Entries pointing to named objects:
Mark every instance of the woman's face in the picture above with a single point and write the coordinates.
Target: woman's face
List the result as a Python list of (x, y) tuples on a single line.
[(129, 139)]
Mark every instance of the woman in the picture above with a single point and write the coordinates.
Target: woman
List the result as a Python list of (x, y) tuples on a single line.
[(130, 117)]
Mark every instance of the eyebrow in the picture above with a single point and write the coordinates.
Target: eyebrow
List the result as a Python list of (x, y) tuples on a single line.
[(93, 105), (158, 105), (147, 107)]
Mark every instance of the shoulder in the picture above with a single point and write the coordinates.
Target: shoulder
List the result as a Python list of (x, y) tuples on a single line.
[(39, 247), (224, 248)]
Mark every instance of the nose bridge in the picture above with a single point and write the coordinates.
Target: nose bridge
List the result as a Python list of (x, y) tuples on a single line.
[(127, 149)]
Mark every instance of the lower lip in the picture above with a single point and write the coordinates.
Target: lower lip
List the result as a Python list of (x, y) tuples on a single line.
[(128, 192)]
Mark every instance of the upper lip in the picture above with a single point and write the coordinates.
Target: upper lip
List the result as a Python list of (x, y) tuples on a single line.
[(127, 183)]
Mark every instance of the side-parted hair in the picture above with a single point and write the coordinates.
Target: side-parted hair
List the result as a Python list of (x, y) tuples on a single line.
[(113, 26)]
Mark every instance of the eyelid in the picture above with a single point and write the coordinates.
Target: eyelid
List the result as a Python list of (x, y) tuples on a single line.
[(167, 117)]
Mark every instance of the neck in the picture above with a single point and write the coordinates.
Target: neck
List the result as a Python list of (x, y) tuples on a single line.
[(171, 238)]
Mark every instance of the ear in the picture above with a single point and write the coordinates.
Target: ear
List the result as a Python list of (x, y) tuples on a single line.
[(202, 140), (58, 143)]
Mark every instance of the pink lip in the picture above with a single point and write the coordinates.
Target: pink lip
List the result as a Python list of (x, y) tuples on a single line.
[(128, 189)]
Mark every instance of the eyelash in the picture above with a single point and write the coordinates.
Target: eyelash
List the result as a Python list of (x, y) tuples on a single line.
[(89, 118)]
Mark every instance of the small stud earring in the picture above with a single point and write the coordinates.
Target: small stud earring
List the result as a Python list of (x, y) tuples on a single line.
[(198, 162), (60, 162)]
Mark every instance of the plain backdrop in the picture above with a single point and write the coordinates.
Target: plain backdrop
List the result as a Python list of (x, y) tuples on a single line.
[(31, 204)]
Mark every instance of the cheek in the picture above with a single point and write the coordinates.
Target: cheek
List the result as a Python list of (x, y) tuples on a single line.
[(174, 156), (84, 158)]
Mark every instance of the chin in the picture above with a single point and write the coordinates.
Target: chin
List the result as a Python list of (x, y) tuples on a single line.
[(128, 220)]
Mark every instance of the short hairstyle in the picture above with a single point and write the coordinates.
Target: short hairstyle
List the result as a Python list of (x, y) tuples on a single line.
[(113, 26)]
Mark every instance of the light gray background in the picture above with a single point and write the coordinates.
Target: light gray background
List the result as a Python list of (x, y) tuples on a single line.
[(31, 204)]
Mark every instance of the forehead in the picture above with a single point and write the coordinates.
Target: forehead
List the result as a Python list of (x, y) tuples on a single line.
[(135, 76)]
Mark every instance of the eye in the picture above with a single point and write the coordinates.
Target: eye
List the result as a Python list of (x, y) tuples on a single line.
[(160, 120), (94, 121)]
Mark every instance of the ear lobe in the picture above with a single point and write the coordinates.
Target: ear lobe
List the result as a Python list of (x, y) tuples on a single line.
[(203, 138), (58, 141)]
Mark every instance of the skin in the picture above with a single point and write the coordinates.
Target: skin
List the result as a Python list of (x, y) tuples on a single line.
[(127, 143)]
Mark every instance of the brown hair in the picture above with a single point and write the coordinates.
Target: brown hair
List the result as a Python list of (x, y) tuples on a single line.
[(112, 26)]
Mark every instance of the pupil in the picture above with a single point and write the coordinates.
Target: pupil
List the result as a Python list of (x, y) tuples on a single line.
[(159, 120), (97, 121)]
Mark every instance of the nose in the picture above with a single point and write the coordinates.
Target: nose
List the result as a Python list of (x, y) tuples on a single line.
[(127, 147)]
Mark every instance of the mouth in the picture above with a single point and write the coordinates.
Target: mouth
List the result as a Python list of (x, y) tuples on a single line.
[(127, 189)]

...

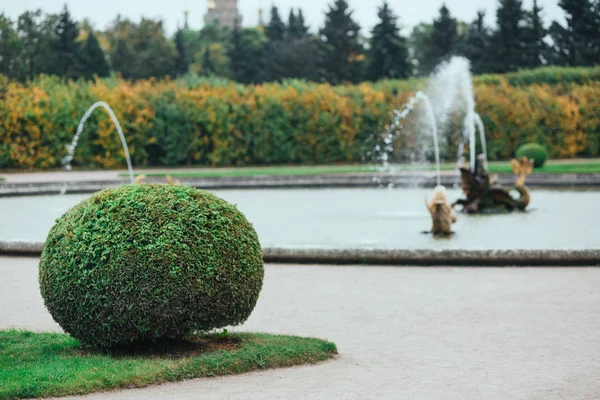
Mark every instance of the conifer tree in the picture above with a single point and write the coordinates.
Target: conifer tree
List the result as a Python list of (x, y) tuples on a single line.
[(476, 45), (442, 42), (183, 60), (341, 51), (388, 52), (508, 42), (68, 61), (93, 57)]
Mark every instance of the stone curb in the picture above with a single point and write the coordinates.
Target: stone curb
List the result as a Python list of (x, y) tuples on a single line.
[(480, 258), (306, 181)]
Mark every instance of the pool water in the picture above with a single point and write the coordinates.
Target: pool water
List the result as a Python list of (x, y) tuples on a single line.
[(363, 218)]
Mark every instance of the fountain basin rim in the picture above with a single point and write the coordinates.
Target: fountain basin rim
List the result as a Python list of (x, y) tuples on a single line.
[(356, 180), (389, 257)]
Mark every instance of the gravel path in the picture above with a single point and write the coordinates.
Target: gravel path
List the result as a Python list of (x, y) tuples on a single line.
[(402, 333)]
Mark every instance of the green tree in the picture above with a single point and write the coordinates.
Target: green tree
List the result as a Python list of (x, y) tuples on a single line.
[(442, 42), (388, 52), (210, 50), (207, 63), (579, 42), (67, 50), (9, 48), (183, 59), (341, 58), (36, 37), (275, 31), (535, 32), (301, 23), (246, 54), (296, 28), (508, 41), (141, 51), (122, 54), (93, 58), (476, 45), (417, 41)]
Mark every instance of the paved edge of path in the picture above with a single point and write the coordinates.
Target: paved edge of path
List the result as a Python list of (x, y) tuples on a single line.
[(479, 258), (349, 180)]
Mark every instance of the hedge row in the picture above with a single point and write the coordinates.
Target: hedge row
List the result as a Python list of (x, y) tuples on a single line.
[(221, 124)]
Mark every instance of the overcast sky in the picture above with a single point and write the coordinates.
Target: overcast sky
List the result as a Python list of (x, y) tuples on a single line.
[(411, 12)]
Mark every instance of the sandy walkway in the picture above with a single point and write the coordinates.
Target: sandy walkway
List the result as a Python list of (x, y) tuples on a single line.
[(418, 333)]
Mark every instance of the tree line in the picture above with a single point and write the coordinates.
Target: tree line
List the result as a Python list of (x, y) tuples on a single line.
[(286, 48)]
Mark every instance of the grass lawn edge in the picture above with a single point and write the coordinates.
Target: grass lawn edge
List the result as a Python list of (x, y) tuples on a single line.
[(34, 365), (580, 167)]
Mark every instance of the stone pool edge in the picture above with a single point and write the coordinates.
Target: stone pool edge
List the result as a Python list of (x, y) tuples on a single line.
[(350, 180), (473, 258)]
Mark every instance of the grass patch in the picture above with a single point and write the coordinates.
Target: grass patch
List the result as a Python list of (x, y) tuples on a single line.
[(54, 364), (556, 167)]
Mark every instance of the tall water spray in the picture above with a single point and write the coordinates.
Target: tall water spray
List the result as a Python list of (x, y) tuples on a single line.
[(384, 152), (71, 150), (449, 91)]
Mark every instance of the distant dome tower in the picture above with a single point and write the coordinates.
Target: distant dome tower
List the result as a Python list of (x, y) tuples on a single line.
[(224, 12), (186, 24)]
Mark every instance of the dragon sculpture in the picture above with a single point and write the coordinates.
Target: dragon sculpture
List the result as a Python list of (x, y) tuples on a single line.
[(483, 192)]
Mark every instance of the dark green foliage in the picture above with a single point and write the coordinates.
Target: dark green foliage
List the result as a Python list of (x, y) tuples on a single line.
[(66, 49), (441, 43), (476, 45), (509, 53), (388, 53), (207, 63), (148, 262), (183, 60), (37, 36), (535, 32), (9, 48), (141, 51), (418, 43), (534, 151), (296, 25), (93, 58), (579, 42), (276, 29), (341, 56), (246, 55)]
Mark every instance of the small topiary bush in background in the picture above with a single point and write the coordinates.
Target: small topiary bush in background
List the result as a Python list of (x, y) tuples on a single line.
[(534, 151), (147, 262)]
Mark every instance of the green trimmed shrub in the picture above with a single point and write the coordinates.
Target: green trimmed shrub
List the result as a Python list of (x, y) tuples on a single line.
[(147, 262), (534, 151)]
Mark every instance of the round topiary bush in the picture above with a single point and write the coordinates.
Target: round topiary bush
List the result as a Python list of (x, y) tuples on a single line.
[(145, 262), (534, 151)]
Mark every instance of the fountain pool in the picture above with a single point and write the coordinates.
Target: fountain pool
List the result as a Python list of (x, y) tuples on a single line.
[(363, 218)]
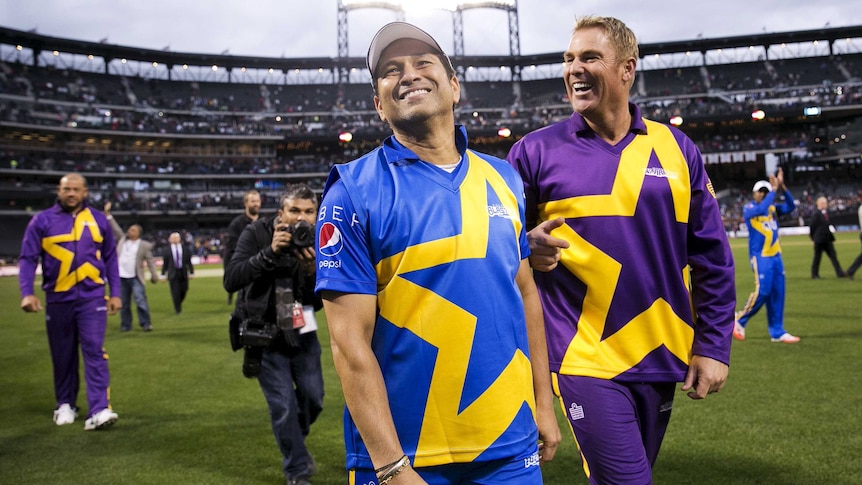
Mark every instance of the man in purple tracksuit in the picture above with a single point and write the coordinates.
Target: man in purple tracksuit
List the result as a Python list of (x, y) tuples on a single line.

==

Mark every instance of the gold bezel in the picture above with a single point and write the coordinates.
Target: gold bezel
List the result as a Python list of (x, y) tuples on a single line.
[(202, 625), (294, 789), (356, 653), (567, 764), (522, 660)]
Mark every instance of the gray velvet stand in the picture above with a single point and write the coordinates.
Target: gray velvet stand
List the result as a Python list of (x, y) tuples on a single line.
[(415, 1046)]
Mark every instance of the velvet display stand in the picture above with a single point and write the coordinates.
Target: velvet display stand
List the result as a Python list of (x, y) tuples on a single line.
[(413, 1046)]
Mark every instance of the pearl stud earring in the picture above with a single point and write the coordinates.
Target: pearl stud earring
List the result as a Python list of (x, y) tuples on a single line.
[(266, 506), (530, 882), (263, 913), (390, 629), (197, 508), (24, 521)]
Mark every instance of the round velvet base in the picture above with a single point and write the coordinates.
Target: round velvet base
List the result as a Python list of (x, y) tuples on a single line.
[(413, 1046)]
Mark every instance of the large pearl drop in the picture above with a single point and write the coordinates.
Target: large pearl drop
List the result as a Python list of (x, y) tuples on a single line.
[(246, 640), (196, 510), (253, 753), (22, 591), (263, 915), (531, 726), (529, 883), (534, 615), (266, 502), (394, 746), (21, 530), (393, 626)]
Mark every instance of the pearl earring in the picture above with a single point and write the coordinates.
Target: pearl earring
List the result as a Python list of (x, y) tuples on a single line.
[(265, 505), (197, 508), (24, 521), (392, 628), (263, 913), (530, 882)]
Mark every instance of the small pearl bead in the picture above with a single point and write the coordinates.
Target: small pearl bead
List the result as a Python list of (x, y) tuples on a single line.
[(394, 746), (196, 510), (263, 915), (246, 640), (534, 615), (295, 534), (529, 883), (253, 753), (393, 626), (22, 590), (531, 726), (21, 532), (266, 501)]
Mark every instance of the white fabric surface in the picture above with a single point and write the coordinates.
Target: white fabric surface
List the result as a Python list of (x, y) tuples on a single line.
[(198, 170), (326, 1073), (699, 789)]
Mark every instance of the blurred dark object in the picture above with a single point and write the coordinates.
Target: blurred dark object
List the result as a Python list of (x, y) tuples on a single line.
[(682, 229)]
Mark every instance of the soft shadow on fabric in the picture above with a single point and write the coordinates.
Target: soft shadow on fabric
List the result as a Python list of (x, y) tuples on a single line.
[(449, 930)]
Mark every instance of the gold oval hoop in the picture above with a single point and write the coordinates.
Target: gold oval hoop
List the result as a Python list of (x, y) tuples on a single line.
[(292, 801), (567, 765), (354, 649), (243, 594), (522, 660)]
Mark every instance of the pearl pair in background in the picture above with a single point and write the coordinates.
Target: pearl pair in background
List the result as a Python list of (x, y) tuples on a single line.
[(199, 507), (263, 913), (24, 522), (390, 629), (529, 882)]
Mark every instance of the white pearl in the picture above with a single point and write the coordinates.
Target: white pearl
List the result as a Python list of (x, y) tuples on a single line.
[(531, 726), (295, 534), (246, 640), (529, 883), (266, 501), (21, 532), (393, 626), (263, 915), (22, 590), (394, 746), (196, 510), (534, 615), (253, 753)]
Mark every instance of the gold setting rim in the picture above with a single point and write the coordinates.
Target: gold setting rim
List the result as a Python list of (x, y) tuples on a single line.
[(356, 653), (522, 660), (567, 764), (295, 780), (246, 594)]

TASK INSTRUCTIONS:
Please write out the part of the material that opens with the line containing "Mark every instance of the woman's" and closes with the line containing "[(128, 192)]", both included, as a numbered list with blank lines omitted.

EXERCISE OUTPUT:
1. Mark every instance of the woman's face in the picture above with a single point and write the coordinates.
2. Target: woman's face
3. List the result as a Python list of (x, y) tuples on a single line.
4. [(129, 139)]
5. Mark every instance of the woman in the picture above with a single point and write the coordinates.
6. Target: woman
7. List the result as a Python list of (x, y) tuples on a single line.
8. [(130, 117)]
9. Mark every instance of the eyebrow in the picture above with a single point and write the coordinates.
10. Target: eyebrow
11. List the result as a Python list of (x, y) tuples on a single line.
12. [(93, 105), (158, 105), (147, 107)]
13. Mark every instance of the shoulder in the picture above with a single point and write the coordinates.
14. Target: shoulder
15. List the result as a Python list of (x, y) tuples on a single line.
16. [(39, 247), (224, 248)]
17. Mark every instance of the nose bridge in the picture above with a single point and write the coordinates.
18. Target: nose bridge
19. List the result as a Python list of (x, y) tuples on a single line.
20. [(127, 149)]
21. Mark every instance of the lower lip in the picture above with a single point and write the coordinates.
22. Target: lower lip
23. List the result as a Python list of (x, y) tuples on a single line.
24. [(128, 192)]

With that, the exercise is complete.